• **Dataset entries**
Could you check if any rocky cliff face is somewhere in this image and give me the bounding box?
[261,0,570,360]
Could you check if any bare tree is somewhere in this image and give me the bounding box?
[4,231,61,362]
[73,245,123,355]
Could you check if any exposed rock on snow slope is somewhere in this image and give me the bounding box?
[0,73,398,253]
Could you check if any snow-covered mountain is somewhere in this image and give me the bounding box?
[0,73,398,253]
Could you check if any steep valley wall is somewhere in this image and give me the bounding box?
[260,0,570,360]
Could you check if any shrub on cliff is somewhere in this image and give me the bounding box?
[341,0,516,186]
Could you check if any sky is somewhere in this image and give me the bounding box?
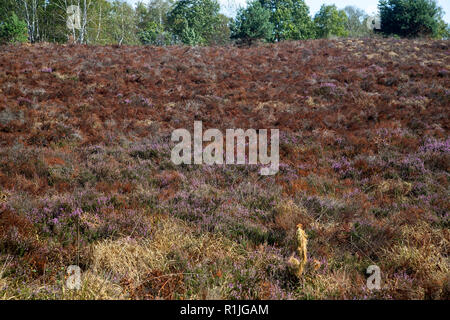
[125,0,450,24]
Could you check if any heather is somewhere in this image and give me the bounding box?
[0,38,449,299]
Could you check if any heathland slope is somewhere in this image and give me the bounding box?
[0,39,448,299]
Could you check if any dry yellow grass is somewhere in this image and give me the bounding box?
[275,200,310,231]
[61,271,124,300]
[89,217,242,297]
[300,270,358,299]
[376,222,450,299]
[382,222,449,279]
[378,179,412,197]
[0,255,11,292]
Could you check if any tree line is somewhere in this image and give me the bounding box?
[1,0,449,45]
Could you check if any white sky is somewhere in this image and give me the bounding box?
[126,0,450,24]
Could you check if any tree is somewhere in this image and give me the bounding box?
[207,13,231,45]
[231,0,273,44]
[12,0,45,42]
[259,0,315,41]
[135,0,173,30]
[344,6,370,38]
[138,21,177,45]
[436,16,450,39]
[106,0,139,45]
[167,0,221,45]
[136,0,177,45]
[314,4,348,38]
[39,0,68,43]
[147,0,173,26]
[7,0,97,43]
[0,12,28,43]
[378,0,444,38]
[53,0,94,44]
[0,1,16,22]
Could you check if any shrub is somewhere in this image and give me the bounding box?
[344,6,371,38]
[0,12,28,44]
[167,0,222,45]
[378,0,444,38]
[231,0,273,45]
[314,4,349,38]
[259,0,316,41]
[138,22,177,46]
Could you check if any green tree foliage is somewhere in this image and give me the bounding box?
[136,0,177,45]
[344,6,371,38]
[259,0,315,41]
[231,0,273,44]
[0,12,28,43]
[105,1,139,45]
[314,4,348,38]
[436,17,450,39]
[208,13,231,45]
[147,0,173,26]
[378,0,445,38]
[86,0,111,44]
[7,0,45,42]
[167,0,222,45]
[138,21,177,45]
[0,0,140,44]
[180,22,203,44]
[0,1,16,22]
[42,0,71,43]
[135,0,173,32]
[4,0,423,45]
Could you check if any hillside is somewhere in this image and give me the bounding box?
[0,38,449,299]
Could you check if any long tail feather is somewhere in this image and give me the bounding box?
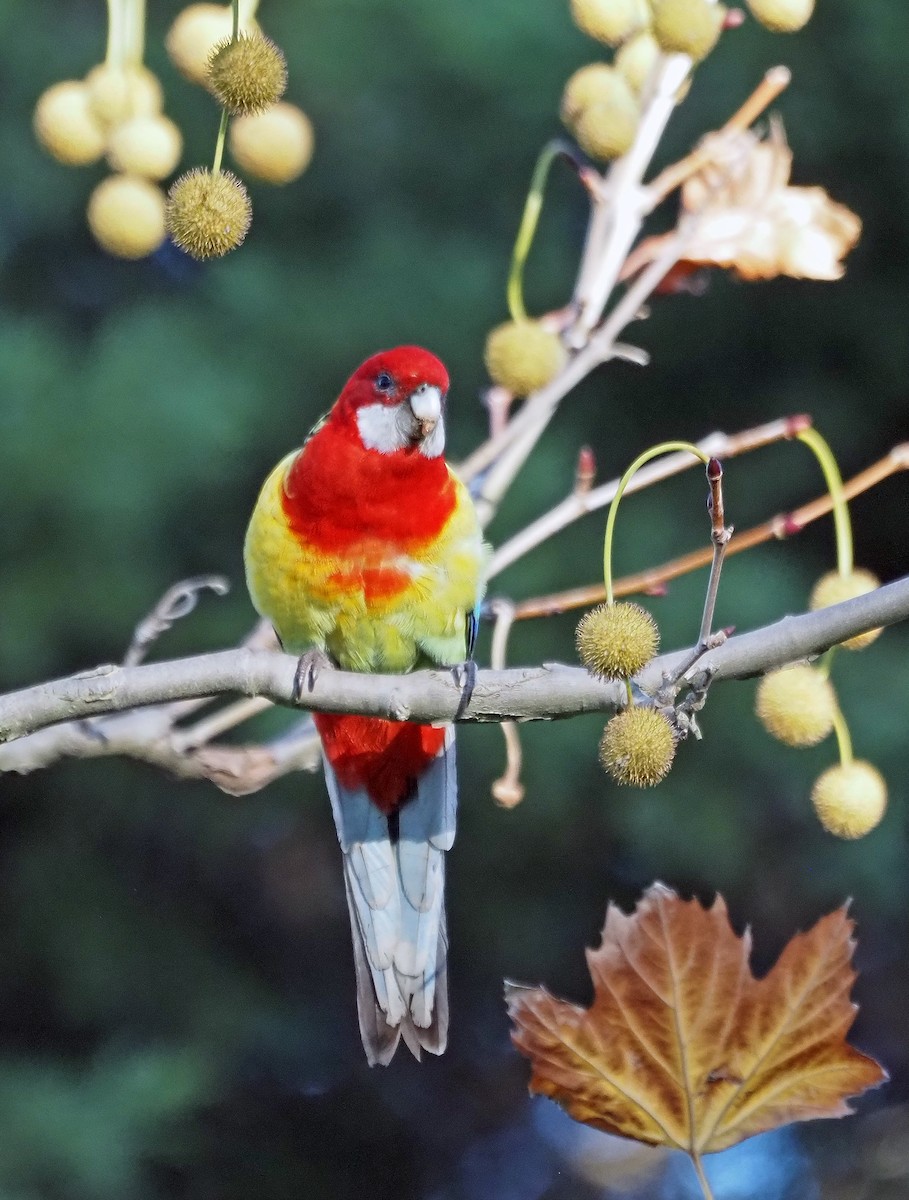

• **Instructions to follow**
Copy out the data above exactly, except the pictures.

• **Task response**
Could you check if any rocky cliff face is somewhere in this image and give me the bounding box?
[261,0,570,360]
Could you check if any bare tree is somewhere in this image and give me the bounding box?
[4,231,61,362]
[73,245,123,355]
Could you check if any exposed rock on snow slope is somewhere in this image and give me the bounding box?
[0,73,398,253]
Could you check if any snow-covered mountain is somewhere in this image and give me the bounding box?
[0,73,398,253]
Could you check if any steep valley wall is somewhere in this image and give me the bounding box?
[260,0,570,360]
Could you check if any shrub on cliff is somewhere in this image and give me the bounding box?
[341,0,516,186]
Could you check if any sky is somewhere in this image and give me the bounding box?
[125,0,450,24]
Could you check if any heather is somewhere in this image and give me the bounding box?
[0,38,449,299]
Could you check if any heathland slope is somewhere in this image and give me the bounding box?
[0,39,448,299]
Could you check if any dry yellow grass is somewhere in this image and give me the bounding box?
[275,200,310,231]
[61,271,124,300]
[89,217,242,297]
[300,270,358,299]
[376,222,450,299]
[382,222,449,279]
[378,179,412,197]
[0,255,11,292]
Could you check if any tree line is somewhere in this image and give me the bounding box?
[1,0,449,45]
Could you check if any white sky is somewhere in this image and give me the bounding box?
[126,0,450,24]
Could you check if any tree is somewhere in this image and give me the bounding box?
[207,13,231,45]
[231,0,273,44]
[12,0,45,42]
[259,0,315,41]
[135,0,173,30]
[344,6,370,38]
[138,21,177,45]
[436,16,450,39]
[106,0,139,45]
[167,0,221,45]
[136,0,177,45]
[314,4,348,38]
[39,0,68,43]
[147,0,173,26]
[7,0,97,43]
[0,12,28,43]
[378,0,444,38]
[53,0,94,44]
[0,1,16,22]
Could you check if any shrub is somewhere in this image and give me the bounding box?
[344,6,371,38]
[0,12,28,44]
[167,0,222,45]
[378,0,444,38]
[231,0,273,45]
[314,4,349,38]
[259,0,316,41]
[138,22,177,46]
Could you check if any green tree foliage is somewhere in this image and give me the bounding box?
[136,0,177,45]
[344,6,371,38]
[259,0,315,41]
[231,0,273,44]
[0,12,28,43]
[105,1,139,45]
[314,4,348,38]
[436,17,450,39]
[208,13,231,45]
[147,0,173,26]
[378,0,445,38]
[86,0,111,44]
[7,0,45,42]
[167,0,222,45]
[138,21,177,45]
[0,0,140,44]
[180,22,203,44]
[0,1,16,22]
[42,0,71,43]
[135,0,173,32]
[4,0,423,45]
Could you check if any hillside is somewhere in this image and give me the bounding box?
[0,38,449,299]
Could you check if any long tail feather is somewhere in this image and give me the bounding box?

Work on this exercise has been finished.